-- start of DATA PROVIDED --

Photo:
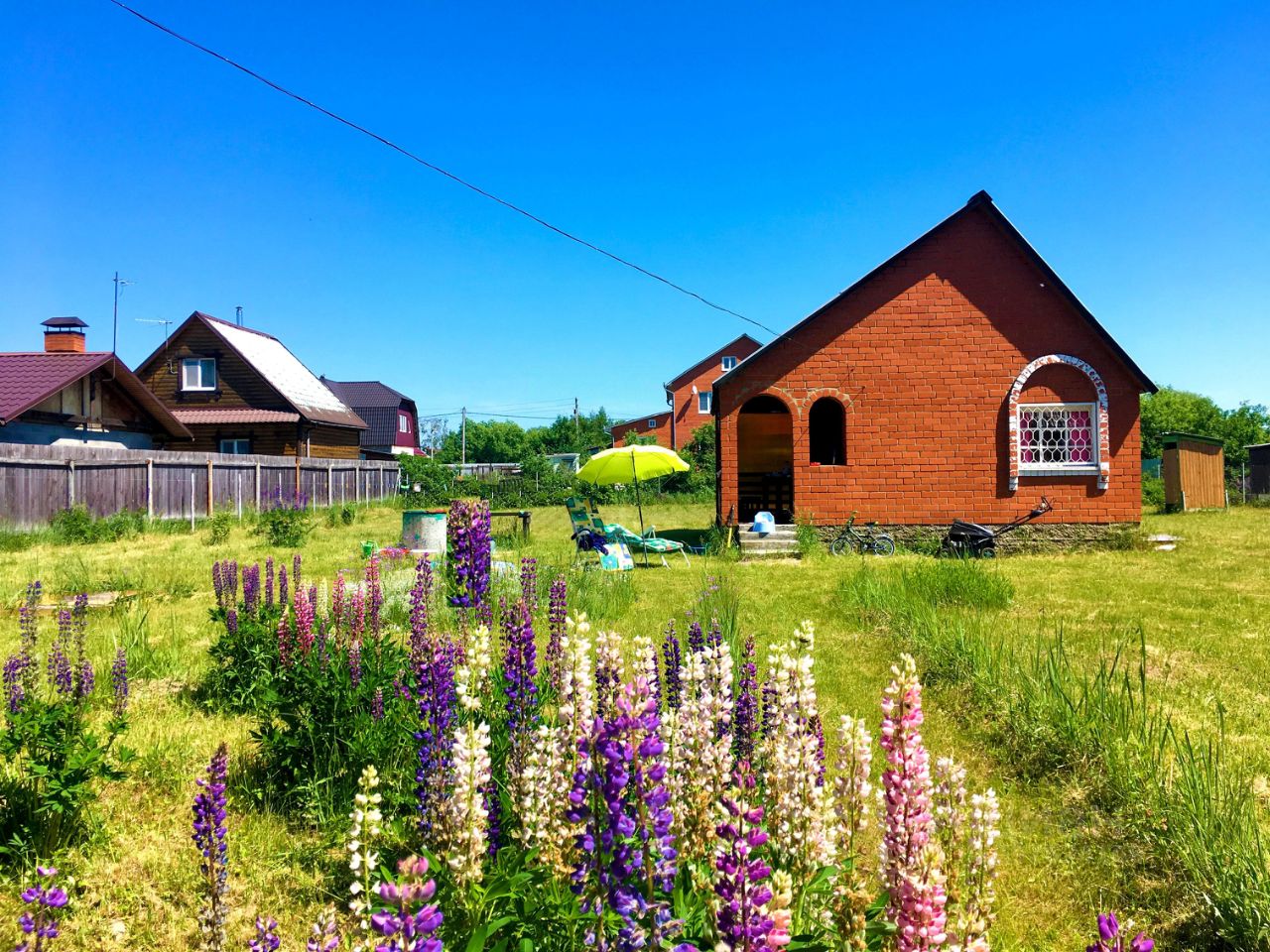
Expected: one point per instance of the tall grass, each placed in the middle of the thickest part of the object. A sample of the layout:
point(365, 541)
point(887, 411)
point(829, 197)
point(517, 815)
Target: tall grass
point(1185, 800)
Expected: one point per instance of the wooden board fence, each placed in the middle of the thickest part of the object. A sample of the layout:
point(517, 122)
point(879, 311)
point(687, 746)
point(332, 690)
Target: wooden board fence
point(37, 483)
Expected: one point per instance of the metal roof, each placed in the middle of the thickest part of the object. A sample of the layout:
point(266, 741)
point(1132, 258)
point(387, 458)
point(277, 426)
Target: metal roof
point(30, 379)
point(980, 200)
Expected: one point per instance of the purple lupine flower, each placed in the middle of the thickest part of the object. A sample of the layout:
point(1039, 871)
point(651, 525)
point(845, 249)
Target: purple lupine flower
point(354, 661)
point(373, 595)
point(740, 918)
point(467, 527)
point(421, 598)
point(266, 936)
point(672, 662)
point(409, 921)
point(211, 838)
point(37, 921)
point(744, 716)
point(558, 611)
point(530, 584)
point(520, 670)
point(625, 849)
point(437, 701)
point(119, 682)
point(1111, 941)
point(252, 588)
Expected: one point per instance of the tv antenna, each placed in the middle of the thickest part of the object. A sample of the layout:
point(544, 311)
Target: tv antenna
point(114, 340)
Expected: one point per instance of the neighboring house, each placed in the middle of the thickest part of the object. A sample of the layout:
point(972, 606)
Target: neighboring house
point(689, 395)
point(391, 417)
point(67, 397)
point(243, 391)
point(960, 379)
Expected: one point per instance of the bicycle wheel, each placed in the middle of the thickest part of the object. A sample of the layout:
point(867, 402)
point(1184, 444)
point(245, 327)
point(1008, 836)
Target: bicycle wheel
point(884, 546)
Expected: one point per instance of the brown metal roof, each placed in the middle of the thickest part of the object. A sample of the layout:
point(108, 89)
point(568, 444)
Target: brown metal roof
point(28, 379)
point(235, 416)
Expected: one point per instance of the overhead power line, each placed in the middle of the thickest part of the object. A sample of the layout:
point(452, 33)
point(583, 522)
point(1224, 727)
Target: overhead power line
point(437, 169)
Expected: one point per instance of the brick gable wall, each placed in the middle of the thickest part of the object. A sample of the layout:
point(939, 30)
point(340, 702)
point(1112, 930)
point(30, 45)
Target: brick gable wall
point(922, 358)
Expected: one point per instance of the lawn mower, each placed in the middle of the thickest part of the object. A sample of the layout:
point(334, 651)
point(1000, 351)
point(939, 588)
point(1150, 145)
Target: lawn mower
point(969, 539)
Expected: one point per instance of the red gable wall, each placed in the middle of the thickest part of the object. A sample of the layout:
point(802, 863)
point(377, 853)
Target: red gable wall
point(922, 357)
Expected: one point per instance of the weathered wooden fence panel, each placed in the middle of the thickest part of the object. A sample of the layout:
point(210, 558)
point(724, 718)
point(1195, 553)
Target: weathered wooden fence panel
point(37, 483)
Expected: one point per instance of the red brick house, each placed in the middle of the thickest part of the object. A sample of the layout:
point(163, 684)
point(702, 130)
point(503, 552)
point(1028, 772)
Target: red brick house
point(243, 391)
point(960, 379)
point(689, 395)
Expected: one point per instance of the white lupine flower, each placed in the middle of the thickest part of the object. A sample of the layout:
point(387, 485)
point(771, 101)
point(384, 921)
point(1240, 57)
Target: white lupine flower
point(363, 860)
point(466, 816)
point(472, 674)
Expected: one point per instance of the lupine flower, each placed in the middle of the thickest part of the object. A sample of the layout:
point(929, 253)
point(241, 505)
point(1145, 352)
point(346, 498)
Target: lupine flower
point(911, 860)
point(211, 838)
point(739, 883)
point(354, 662)
point(325, 933)
point(266, 936)
point(672, 661)
point(520, 670)
point(363, 857)
point(1110, 939)
point(619, 796)
point(119, 682)
point(558, 612)
point(467, 527)
point(412, 918)
point(530, 584)
point(437, 701)
point(746, 710)
point(466, 814)
point(421, 598)
point(852, 793)
point(373, 595)
point(471, 676)
point(37, 920)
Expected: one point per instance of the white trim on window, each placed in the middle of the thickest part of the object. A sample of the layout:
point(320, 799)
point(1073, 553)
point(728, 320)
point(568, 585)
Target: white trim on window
point(1058, 439)
point(198, 373)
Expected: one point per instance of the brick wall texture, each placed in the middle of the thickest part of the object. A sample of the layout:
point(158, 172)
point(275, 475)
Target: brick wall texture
point(922, 357)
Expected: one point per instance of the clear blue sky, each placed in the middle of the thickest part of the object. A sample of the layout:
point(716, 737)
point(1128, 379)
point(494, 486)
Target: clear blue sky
point(765, 155)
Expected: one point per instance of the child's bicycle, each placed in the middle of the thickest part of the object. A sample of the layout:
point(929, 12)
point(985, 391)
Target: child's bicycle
point(852, 539)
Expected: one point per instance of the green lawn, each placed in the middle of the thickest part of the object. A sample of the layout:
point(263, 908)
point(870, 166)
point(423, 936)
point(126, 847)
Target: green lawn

-- end of DATA PROVIDED --

▸ **THE REQUEST**
Rewrite all of the rows above, changing every "Target" to "Label" and keeping everything else the same. Leave the pictures out.

▸ **COMPLETED TASK**
Photo:
Expected: one point per instance of the tall grass, each placed in the middle of the thickest part of the object. A sample of the layout:
point(365, 541)
point(887, 411)
point(829, 197)
point(517, 815)
Label: tall grass
point(1185, 800)
Expected: one point per instance of the wooden board fence, each placed in the middle of the thickest part of the object. A sample of the layout:
point(517, 122)
point(879, 311)
point(687, 746)
point(332, 690)
Label: wooden board fence
point(37, 483)
Expected: one point per instance of the metal roof, each placed in the middle of the thickest part of the object. A sample of the layout:
point(266, 741)
point(1132, 258)
point(387, 458)
point(277, 426)
Label: metal roof
point(30, 379)
point(980, 200)
Expected: one point per instance of the purple lupine flower, each placed in the middle of the thickest part of the object. A sample of the layout:
point(1039, 871)
point(651, 525)
point(845, 249)
Label: purple lupine flower
point(354, 661)
point(373, 595)
point(740, 918)
point(467, 527)
point(421, 598)
point(266, 936)
point(672, 662)
point(409, 921)
point(211, 838)
point(37, 921)
point(744, 716)
point(558, 611)
point(530, 584)
point(520, 670)
point(625, 849)
point(437, 701)
point(119, 682)
point(1111, 941)
point(252, 588)
Expected: one point per instance of the tv antenna, each placed in the middle of the thickest part of the object. A sample of the layout:
point(544, 311)
Label: tv antenna
point(114, 340)
Expected: one point per instance of the neighboring house, each placed in the middle of the thickest part of the object. A sample of the layout:
point(972, 606)
Label: neighboring house
point(689, 395)
point(391, 417)
point(67, 397)
point(243, 391)
point(960, 379)
Expected: one point per instance of the bicycle wheel, each placed in the middle of the thickest part of the object. A sample of the layout:
point(867, 402)
point(1184, 444)
point(245, 327)
point(1008, 836)
Label: bicycle wheel
point(884, 546)
Expected: one point per instance of the brown metal roof, each placed in the middle of the thickest part of the object. A sample of the layout:
point(108, 89)
point(568, 444)
Label: brown metal roof
point(28, 379)
point(235, 416)
Expected: one point per instance of the overhead power line, each placed in the middle of the thickest part of the object. A sample of the layout:
point(452, 33)
point(583, 522)
point(1224, 727)
Label: overhead power line
point(437, 169)
Expected: one point per instance of the brick gable wall, each placed in the middle of the thickest part of the object. A sample of the layout:
point(939, 30)
point(340, 702)
point(1112, 930)
point(30, 45)
Label: brick gable wall
point(922, 358)
Expected: one point per instance of the lawn mower, each placed in the middle of the thickest part of the object. A sample of the layout:
point(334, 651)
point(1000, 351)
point(939, 588)
point(1150, 145)
Label: lawn mower
point(969, 539)
Expected: one point per instance of the red gable wall, each placed in the middle of the thickest part of the object. A sample of the layout:
point(802, 863)
point(377, 853)
Label: red gable wall
point(922, 357)
Expected: one point per instance of the weathered wooden fence panel, each placed in the middle of the thickest part of the object. A sample of the layout:
point(210, 558)
point(724, 718)
point(1195, 553)
Label: weathered wooden fence panel
point(37, 483)
Expected: one point per instance of the red brick house, each placed in the middle of the thickest part of the object. A sample of the layout:
point(163, 684)
point(702, 130)
point(503, 552)
point(1028, 772)
Label: red brick house
point(243, 391)
point(960, 379)
point(689, 395)
Expected: one point per instance of the white lupine flower, each placed in the middle of the thickest part of the object. A sample of the layout:
point(387, 485)
point(771, 101)
point(384, 921)
point(1240, 57)
Label: white lupine flower
point(363, 860)
point(466, 816)
point(472, 674)
Expected: one point per instance of the lupine flower, each placed in the middle of the thickest part of the object. A sample of the layout:
point(929, 253)
point(241, 505)
point(1145, 352)
point(346, 498)
Label: lupine flower
point(911, 860)
point(211, 838)
point(739, 883)
point(354, 662)
point(325, 933)
point(266, 936)
point(672, 661)
point(520, 670)
point(363, 857)
point(1110, 939)
point(619, 796)
point(119, 682)
point(558, 612)
point(467, 527)
point(412, 918)
point(530, 584)
point(437, 701)
point(746, 710)
point(466, 814)
point(421, 598)
point(852, 793)
point(373, 595)
point(471, 676)
point(37, 920)
Expected: one point per instance of the white trim on window, each placed in the middle of the thickest part of the object. A sample of the layout:
point(320, 799)
point(1073, 553)
point(728, 320)
point(568, 585)
Label: white trim on window
point(1058, 439)
point(198, 373)
Expected: one point per instance of the brick wall texture, each placed in the middle of the thickest part of the object. A sample of the layout:
point(158, 172)
point(275, 475)
Label: brick wall texture
point(922, 357)
Expected: one point per instance of the clear blue sky, each placed in the middle of the thickest part of the object. A sample of the layout:
point(716, 737)
point(1128, 379)
point(494, 486)
Label: clear blue sky
point(765, 155)
Expected: one point per instance of the child's bicycle, each placed in the middle of the thickest part of the object. A sample of the layout:
point(929, 12)
point(985, 391)
Label: child's bicycle
point(852, 539)
Expected: one point per instance of the green lawn, each placed in the middle of the thickest part of the object. A sample of the layout:
point(263, 908)
point(870, 166)
point(423, 936)
point(126, 847)
Label: green lawn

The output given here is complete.